▶ **Problem**
Find the line that contains "of the thumb" in the entries below. Output it and each later line exactly, and nothing else.

[START OF Records shown]

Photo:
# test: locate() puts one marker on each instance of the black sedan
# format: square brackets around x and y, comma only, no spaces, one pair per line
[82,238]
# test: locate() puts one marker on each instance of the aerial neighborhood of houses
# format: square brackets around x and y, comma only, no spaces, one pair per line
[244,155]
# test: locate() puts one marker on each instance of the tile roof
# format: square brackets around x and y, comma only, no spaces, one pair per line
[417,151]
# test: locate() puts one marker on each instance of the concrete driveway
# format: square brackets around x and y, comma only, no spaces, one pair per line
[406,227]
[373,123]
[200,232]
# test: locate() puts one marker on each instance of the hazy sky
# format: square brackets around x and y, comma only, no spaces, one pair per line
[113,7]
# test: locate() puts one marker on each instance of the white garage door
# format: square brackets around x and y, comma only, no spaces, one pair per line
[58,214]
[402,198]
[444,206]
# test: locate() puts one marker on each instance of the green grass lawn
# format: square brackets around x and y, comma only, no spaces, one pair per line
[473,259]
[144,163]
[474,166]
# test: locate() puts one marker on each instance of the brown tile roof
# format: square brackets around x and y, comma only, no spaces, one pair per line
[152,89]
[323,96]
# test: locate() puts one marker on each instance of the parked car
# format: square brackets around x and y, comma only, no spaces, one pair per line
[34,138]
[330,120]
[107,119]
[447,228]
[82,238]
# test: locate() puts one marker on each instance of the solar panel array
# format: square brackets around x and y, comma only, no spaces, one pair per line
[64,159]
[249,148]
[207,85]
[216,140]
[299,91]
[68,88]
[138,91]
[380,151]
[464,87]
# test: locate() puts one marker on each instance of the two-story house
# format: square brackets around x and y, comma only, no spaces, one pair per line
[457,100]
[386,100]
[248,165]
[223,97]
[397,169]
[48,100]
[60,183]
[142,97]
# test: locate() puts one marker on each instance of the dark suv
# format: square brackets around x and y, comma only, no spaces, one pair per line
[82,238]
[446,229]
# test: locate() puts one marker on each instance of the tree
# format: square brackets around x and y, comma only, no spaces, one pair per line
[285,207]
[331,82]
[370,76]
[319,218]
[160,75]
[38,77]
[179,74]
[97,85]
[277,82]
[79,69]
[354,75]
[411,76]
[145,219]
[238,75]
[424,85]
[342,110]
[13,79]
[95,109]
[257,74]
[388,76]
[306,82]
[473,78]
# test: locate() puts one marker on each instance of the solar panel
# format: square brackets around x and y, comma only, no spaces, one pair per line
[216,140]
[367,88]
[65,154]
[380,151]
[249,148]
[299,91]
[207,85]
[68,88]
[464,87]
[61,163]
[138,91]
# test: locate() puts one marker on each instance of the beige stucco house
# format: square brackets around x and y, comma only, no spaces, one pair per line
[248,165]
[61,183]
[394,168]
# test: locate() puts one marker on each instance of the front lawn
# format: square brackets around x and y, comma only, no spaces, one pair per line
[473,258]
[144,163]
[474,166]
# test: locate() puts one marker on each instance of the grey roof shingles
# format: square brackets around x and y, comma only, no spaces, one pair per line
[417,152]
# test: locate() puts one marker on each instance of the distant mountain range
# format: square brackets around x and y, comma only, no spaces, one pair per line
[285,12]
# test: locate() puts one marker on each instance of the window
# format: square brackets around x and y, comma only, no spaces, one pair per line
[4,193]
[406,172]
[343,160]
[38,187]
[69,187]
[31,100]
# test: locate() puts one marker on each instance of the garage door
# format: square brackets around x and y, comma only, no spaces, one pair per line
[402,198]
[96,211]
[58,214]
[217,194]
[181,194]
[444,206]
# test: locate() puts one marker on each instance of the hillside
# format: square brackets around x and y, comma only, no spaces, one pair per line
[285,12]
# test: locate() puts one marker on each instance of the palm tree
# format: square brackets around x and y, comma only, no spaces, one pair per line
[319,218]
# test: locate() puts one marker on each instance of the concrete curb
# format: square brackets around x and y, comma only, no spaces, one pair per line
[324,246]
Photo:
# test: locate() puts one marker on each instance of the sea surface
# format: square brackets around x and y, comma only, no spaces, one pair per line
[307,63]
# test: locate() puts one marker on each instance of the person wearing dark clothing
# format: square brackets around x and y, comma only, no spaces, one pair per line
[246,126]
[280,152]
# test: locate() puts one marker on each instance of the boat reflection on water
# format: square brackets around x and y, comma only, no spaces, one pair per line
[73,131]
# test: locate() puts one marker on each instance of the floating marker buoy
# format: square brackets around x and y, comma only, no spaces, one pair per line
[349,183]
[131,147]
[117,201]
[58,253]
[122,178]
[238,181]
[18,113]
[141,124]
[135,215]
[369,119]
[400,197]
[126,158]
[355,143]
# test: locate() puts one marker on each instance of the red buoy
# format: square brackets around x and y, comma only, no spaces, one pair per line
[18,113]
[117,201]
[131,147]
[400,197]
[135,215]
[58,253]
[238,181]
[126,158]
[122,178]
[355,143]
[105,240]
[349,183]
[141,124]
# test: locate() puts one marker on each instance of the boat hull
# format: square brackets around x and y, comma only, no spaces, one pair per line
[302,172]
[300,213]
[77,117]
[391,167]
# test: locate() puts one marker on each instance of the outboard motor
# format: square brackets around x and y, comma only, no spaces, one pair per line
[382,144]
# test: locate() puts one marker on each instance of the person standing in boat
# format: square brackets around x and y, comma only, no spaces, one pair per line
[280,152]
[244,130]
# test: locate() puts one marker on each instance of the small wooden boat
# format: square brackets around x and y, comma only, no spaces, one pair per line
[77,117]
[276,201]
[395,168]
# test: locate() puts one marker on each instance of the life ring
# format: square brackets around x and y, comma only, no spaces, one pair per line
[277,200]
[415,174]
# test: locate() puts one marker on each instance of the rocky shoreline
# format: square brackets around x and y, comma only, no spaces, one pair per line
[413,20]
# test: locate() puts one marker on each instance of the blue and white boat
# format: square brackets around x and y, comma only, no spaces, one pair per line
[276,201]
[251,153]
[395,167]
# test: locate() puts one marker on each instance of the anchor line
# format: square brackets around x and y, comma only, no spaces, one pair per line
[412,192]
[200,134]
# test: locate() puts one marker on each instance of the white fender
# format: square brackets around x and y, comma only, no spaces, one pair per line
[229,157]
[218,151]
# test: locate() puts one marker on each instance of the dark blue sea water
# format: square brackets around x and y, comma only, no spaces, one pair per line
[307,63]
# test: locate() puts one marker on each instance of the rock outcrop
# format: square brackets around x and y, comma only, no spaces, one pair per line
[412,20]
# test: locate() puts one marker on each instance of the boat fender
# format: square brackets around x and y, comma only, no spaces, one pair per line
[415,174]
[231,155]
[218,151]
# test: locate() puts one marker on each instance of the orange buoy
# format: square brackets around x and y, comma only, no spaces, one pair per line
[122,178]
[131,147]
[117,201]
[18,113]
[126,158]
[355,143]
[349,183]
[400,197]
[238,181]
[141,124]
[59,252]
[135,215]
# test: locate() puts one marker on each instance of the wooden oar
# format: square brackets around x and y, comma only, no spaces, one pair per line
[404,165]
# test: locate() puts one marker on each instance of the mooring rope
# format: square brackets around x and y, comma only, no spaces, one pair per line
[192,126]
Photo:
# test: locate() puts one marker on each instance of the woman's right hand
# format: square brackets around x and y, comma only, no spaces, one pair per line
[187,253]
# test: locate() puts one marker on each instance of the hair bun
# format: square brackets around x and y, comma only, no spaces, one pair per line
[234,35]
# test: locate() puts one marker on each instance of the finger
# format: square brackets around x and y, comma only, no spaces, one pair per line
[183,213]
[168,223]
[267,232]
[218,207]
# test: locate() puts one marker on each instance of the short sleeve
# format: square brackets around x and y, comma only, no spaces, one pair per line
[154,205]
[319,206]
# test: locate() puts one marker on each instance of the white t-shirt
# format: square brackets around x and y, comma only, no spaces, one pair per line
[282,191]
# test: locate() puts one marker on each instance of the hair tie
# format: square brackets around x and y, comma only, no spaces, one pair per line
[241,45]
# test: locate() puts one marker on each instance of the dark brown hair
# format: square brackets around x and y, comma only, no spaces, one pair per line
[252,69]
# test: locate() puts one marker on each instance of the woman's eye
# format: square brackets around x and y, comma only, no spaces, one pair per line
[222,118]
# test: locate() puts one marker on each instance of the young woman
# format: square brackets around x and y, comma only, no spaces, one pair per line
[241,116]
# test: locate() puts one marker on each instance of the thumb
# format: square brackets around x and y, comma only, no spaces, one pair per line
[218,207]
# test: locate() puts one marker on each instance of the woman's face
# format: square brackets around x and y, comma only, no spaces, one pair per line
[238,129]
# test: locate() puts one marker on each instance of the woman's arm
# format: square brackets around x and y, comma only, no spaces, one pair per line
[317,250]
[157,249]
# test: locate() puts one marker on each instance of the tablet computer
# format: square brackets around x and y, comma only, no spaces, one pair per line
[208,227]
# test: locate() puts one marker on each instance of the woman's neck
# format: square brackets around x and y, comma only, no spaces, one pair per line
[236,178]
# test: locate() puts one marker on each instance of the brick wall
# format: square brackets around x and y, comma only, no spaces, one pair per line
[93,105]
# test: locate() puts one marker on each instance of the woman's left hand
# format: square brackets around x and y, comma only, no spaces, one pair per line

[END OF Records shown]

▶ **Expected answer**
# test: locate() puts one marker on each instance of the thumb
# format: square brackets around x and y, comma only, no spaces, one pair per line
[218,207]
# test: locate() puts one marker on each instance of the woman's face
# format: square brackets around x and y, comma only, no spaces, one pair per line
[238,129]
# test: locate() puts one marker on each instance of the woman's arm
# format: square brackets around x and y, comma only, no spaces, one pair per line
[317,250]
[157,249]
# test: locate() puts one marker on each instance of the tablet computer
# format: square brackets around x and y, comma only, no spaces, one pair per line
[208,227]
# test: locate() puts one marker on each instance of the woman's neck
# format: square brackets around x and y, comma only, no spaces, one pair per line
[236,178]
# test: locate() puts one marker on each instance of the brick wall
# format: square brackets around x and y, comma only, no spaces, one pair per line
[93,105]
# test: locate() puts one marker on each instance of the woman's left hand
# format: square brackets around x and y, comma only, no spaces, one pair per line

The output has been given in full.